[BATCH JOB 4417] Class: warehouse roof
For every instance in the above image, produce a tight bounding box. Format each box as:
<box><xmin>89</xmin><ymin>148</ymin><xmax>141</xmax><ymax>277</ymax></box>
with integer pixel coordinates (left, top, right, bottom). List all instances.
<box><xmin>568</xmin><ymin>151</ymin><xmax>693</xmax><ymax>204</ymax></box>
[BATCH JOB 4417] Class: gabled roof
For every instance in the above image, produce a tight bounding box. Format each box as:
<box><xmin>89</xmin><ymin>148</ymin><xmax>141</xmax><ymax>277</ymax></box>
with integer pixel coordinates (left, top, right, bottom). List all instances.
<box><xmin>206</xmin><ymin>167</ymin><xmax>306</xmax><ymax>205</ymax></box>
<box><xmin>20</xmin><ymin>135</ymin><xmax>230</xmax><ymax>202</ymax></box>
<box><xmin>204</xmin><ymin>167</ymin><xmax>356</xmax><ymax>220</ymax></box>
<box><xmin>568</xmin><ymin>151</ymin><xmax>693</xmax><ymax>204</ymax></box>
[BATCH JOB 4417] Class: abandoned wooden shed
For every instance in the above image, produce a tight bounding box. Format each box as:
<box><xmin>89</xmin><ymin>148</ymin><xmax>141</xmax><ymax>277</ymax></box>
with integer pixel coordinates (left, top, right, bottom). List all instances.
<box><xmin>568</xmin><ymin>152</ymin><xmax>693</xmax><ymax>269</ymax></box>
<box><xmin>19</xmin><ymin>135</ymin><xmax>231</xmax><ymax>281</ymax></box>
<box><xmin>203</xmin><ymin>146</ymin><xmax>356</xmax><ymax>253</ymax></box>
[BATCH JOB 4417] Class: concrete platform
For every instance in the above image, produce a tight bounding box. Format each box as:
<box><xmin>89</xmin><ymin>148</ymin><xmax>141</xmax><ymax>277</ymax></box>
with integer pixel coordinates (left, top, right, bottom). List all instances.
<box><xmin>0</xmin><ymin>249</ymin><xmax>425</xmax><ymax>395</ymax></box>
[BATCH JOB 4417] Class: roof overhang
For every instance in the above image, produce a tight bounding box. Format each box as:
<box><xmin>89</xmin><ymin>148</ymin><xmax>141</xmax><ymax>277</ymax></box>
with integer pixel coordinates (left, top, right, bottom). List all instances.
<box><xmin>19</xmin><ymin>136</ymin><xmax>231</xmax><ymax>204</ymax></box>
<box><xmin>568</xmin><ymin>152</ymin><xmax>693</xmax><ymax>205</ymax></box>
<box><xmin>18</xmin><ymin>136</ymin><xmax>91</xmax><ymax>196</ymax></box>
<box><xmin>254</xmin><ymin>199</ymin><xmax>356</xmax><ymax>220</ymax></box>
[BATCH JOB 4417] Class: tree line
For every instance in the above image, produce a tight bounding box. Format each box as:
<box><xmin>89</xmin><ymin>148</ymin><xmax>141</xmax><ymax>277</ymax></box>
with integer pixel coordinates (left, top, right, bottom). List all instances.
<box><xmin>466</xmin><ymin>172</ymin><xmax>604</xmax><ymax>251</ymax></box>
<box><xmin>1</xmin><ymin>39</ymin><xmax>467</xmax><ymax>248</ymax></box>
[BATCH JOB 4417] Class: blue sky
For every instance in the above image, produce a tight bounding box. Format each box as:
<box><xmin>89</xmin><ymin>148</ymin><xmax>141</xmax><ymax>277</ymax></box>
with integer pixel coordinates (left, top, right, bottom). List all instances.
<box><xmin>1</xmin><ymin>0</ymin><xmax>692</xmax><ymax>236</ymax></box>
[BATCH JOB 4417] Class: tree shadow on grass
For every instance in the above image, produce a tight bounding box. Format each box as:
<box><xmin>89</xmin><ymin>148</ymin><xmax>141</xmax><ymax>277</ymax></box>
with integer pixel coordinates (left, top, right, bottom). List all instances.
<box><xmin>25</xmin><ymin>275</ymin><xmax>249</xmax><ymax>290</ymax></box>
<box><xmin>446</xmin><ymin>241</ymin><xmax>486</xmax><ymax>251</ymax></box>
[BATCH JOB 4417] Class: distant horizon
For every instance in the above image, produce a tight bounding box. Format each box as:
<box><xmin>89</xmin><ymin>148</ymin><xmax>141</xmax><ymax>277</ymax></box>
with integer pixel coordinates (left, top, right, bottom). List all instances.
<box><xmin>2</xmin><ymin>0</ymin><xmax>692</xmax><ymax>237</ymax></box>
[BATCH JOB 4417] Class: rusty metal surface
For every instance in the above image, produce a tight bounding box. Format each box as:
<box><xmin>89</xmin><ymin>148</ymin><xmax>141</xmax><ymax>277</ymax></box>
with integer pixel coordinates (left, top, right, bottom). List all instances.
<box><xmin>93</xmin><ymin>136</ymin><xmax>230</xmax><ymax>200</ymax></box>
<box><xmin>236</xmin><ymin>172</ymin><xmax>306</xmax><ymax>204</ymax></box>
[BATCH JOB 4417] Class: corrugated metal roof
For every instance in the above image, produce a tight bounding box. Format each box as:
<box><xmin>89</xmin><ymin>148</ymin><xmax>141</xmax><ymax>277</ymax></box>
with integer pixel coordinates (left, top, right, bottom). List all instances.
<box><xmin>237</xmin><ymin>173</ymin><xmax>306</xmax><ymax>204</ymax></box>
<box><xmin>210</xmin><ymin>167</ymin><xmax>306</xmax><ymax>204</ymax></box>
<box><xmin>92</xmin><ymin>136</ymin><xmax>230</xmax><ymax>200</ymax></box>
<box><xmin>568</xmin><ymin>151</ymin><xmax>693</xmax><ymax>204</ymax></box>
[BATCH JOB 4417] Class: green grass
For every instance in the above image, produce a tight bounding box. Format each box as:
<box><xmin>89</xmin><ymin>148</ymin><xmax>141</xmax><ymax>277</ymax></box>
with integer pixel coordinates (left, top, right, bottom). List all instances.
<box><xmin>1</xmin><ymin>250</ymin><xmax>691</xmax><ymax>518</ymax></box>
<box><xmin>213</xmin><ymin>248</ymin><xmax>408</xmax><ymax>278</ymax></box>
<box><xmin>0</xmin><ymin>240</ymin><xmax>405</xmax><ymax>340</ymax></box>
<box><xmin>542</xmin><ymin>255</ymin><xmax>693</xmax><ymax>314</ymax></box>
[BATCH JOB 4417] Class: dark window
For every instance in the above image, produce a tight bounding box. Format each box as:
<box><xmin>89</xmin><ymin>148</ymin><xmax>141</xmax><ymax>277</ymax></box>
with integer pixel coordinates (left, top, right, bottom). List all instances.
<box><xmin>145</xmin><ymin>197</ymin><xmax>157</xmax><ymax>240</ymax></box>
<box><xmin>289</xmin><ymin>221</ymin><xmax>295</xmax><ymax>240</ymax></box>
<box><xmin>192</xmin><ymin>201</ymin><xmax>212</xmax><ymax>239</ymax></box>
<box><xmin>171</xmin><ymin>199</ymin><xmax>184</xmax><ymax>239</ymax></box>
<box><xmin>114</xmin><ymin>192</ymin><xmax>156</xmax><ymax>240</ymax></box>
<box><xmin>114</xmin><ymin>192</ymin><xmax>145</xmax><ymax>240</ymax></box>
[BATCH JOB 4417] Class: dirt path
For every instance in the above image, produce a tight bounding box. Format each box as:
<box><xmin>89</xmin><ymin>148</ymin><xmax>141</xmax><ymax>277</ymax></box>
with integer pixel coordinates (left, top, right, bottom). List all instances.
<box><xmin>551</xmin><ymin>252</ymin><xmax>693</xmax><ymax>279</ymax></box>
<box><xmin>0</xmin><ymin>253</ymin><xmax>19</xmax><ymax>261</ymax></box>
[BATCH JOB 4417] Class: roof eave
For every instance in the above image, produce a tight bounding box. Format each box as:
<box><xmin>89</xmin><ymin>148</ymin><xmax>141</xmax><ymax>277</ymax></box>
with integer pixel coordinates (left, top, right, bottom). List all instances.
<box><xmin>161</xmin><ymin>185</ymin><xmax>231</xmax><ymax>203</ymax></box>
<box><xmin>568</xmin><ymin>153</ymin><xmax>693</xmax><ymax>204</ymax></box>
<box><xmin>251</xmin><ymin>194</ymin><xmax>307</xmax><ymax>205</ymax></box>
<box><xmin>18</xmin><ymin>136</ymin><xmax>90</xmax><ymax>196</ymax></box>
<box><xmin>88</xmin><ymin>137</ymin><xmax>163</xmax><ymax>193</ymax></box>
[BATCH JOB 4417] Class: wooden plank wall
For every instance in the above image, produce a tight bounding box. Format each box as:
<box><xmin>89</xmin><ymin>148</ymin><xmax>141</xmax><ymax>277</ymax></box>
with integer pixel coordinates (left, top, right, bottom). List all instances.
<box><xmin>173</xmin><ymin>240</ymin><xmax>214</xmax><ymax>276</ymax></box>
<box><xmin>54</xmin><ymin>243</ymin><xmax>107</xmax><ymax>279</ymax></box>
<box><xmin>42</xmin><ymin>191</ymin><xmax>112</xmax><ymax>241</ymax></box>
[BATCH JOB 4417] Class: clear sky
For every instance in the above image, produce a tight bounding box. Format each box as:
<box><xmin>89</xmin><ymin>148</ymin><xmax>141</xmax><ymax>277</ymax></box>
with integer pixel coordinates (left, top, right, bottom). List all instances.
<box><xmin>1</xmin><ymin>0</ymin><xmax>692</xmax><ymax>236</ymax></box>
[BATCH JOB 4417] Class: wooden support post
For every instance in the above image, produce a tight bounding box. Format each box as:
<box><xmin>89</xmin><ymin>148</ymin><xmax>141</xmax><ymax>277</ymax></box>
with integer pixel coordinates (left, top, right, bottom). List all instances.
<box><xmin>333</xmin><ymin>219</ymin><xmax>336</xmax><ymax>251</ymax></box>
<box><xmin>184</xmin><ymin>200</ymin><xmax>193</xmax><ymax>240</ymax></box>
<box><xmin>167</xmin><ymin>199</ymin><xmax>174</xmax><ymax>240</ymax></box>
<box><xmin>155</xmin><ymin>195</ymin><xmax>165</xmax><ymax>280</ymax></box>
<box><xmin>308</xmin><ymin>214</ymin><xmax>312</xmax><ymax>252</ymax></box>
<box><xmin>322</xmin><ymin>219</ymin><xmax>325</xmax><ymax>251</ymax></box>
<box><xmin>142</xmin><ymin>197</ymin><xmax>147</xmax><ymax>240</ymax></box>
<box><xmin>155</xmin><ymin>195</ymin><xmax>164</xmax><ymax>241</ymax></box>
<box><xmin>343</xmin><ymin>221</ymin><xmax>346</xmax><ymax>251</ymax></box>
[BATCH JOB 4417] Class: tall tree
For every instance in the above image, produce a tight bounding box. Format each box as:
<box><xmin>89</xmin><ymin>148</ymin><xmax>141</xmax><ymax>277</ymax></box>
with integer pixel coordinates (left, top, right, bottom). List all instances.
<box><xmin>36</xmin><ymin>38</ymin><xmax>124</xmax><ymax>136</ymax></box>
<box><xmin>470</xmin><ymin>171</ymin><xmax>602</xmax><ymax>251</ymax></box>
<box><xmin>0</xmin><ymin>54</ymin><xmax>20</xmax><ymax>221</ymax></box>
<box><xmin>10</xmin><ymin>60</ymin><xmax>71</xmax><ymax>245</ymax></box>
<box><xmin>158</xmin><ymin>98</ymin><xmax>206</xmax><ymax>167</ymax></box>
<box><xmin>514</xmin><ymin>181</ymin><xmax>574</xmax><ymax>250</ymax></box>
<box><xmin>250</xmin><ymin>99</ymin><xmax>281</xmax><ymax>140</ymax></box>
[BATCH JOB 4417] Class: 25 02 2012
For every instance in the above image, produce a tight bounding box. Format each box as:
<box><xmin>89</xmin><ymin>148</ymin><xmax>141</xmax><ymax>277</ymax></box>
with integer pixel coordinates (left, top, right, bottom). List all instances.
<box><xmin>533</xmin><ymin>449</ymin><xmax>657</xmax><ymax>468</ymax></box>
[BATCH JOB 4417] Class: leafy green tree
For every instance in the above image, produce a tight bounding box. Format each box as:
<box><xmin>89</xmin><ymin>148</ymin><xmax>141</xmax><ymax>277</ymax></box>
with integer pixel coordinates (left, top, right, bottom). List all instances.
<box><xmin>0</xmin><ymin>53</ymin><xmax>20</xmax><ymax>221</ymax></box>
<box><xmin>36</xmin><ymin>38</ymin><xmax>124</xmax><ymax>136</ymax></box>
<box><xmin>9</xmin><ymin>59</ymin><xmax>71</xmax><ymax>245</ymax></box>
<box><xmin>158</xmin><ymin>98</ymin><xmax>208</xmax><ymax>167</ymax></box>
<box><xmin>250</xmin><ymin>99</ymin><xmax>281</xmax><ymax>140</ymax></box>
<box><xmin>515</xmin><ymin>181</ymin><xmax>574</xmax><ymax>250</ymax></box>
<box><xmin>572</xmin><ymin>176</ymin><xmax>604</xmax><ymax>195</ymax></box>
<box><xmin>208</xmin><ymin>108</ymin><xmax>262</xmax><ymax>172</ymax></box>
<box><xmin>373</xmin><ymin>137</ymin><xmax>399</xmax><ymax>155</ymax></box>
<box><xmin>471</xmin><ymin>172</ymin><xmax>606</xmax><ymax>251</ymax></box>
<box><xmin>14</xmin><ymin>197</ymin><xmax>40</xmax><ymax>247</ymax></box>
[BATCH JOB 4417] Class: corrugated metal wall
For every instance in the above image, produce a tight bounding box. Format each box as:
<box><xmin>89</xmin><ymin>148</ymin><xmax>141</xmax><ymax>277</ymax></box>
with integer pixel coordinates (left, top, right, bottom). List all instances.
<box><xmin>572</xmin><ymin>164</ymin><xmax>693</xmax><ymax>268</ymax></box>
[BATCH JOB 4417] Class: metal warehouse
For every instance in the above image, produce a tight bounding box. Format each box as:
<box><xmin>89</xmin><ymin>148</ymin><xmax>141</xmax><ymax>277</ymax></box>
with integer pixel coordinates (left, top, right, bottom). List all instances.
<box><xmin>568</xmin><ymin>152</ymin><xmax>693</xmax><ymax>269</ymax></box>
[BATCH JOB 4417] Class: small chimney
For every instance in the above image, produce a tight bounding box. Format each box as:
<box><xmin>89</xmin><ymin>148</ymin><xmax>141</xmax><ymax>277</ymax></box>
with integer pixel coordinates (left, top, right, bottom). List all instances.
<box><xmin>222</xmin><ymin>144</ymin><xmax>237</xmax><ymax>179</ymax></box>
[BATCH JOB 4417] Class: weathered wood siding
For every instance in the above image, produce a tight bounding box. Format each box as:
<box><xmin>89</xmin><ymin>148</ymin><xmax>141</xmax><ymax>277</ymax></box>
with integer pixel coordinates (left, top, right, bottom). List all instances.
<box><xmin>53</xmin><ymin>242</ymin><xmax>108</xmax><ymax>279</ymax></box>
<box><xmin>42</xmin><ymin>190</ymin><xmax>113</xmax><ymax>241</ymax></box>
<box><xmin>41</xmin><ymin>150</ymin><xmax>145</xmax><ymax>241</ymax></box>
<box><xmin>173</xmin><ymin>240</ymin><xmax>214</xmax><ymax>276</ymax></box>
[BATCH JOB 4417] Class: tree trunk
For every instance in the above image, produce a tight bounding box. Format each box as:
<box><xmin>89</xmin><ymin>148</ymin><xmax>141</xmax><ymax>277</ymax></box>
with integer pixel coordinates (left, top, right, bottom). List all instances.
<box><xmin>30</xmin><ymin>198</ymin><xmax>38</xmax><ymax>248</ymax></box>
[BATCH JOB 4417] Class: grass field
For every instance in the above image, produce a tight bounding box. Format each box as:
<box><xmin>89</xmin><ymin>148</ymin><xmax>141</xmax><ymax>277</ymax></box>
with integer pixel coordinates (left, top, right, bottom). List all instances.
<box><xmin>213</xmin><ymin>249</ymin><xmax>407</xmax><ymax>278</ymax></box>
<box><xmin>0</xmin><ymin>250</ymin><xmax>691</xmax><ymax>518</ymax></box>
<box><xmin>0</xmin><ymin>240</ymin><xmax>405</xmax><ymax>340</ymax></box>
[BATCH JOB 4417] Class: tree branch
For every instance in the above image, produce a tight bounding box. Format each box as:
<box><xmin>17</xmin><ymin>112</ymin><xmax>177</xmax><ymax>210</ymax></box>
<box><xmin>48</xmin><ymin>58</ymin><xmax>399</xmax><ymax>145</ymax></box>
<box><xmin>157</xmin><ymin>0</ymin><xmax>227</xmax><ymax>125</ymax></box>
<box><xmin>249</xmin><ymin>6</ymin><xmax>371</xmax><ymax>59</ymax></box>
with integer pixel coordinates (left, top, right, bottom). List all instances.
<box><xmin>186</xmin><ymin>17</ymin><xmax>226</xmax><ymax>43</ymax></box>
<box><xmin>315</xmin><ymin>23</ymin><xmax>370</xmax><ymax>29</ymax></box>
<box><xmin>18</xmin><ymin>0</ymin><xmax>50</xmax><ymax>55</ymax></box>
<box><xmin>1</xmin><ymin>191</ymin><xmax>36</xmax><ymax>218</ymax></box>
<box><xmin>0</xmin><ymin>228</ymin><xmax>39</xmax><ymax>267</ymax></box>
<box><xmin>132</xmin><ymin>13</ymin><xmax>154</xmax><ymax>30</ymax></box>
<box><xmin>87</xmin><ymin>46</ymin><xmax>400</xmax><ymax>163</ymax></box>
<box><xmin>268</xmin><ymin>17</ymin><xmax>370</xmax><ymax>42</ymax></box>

**TASK INSTRUCTIONS**
Copy all lines from the material that hold "roof".

**ANSWER BOX**
[BATCH JOB 4417] Class: warehouse roof
[BATCH JOB 4417] Class: gabled roof
[BATCH JOB 4417] Class: roof overhang
[BATCH JOB 4417] Class: corrugated metal roof
[BATCH JOB 4417] Class: roof eave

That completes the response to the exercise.